• Task directions: All of the lines below should be copied word for word.

Items listed in a dataset:
━━━━━━

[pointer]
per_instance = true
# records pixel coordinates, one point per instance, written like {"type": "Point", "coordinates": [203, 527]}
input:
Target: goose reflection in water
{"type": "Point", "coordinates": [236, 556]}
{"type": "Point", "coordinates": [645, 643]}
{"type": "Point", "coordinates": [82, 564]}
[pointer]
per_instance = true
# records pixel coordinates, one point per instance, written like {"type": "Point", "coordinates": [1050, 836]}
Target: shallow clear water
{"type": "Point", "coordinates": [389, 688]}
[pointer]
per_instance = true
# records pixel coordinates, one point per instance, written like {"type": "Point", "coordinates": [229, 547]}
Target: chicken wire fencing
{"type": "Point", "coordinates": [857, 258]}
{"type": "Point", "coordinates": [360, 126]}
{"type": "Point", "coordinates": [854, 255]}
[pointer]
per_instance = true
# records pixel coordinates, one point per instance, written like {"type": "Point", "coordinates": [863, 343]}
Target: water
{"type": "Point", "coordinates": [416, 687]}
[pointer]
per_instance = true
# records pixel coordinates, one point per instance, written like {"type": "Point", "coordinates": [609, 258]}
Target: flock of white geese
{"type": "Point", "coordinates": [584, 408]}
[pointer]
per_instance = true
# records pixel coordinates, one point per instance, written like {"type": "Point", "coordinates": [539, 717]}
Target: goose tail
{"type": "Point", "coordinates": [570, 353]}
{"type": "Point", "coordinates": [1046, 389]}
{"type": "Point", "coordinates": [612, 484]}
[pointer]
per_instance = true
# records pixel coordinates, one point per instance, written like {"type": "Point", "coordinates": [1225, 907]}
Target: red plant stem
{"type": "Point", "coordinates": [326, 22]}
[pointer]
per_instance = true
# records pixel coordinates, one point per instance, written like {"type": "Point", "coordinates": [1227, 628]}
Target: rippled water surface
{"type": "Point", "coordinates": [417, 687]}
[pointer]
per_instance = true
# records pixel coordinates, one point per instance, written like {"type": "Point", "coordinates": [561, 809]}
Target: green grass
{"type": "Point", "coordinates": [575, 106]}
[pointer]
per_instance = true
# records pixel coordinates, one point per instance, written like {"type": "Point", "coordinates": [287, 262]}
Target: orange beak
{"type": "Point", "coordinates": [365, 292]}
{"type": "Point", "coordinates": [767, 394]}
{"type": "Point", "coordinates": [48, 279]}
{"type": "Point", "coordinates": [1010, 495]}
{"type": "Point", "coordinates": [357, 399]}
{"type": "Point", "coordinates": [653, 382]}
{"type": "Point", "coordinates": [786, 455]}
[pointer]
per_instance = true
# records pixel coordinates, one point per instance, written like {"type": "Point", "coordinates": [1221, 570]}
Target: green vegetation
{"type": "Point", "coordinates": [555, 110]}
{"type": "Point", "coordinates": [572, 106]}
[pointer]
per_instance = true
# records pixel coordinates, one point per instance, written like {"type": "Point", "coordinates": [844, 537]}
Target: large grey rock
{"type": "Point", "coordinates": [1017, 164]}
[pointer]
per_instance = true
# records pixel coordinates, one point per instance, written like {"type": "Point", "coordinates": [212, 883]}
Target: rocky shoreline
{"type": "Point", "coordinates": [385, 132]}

━━━━━━

• Your response:
[pointer]
per_instance = true
# records pixel coordinates, one point per instance, written like {"type": "Point", "coordinates": [203, 527]}
input:
Target: goose reflection in water
{"type": "Point", "coordinates": [236, 556]}
{"type": "Point", "coordinates": [645, 643]}
{"type": "Point", "coordinates": [82, 564]}
[pointer]
per_instance = true
# records pixel coordinates, one point per instance, written like {"type": "Point", "coordinates": [1050, 836]}
Target: shallow clear water
{"type": "Point", "coordinates": [389, 688]}
[pointer]
per_instance = true
# records pixel coordinates, one point per instance, written like {"type": "Point", "coordinates": [229, 547]}
Target: chicken wire fencing
{"type": "Point", "coordinates": [857, 258]}
{"type": "Point", "coordinates": [360, 126]}
{"type": "Point", "coordinates": [854, 255]}
[pointer]
per_instance = true
# records pixel coordinates, one point per instance, written like {"type": "Point", "coordinates": [863, 343]}
Target: water
{"type": "Point", "coordinates": [416, 687]}
[pointer]
per_instance = true
# records pixel coordinates, one point per instance, written like {"type": "Point", "coordinates": [609, 258]}
Target: flock of white geese
{"type": "Point", "coordinates": [584, 408]}
[pointer]
per_instance = true
# records pixel coordinates, one point per instance, written like {"type": "Point", "coordinates": [539, 717]}
Target: goose tail
{"type": "Point", "coordinates": [570, 353]}
{"type": "Point", "coordinates": [1046, 389]}
{"type": "Point", "coordinates": [612, 484]}
[pointer]
per_instance = true
# records pixel coordinates, one point per instance, written like {"type": "Point", "coordinates": [1225, 907]}
Target: red plant stem
{"type": "Point", "coordinates": [326, 22]}
[pointer]
per_instance = true
# records pixel coordinates, one point per instance, written like {"type": "Point", "coordinates": [1227, 628]}
Target: rippled water surface
{"type": "Point", "coordinates": [417, 687]}
[pointer]
per_instance = true
# records pixel coordinates, one point per instance, written like {"type": "Point", "coordinates": [561, 809]}
Target: green grass
{"type": "Point", "coordinates": [575, 106]}
[pointer]
per_instance = true
# records pixel coordinates, one point per instance, written like {"type": "Point", "coordinates": [287, 262]}
Target: orange beak
{"type": "Point", "coordinates": [365, 292]}
{"type": "Point", "coordinates": [767, 394]}
{"type": "Point", "coordinates": [48, 279]}
{"type": "Point", "coordinates": [1010, 495]}
{"type": "Point", "coordinates": [357, 399]}
{"type": "Point", "coordinates": [653, 382]}
{"type": "Point", "coordinates": [786, 455]}
[pointer]
per_instance = true
# records pixel coordinates, one point per instance, written like {"type": "Point", "coordinates": [1221, 570]}
Target: green vegetation
{"type": "Point", "coordinates": [555, 110]}
{"type": "Point", "coordinates": [572, 106]}
[pointer]
per_instance = true
# records pixel coordinates, one point per instance, written like {"type": "Point", "coordinates": [844, 537]}
Target: large grey rock
{"type": "Point", "coordinates": [1017, 164]}
[pointer]
per_instance = true
# records pixel coordinates, one point per instance, written like {"type": "Point", "coordinates": [212, 883]}
Target: rocky shoreline
{"type": "Point", "coordinates": [385, 132]}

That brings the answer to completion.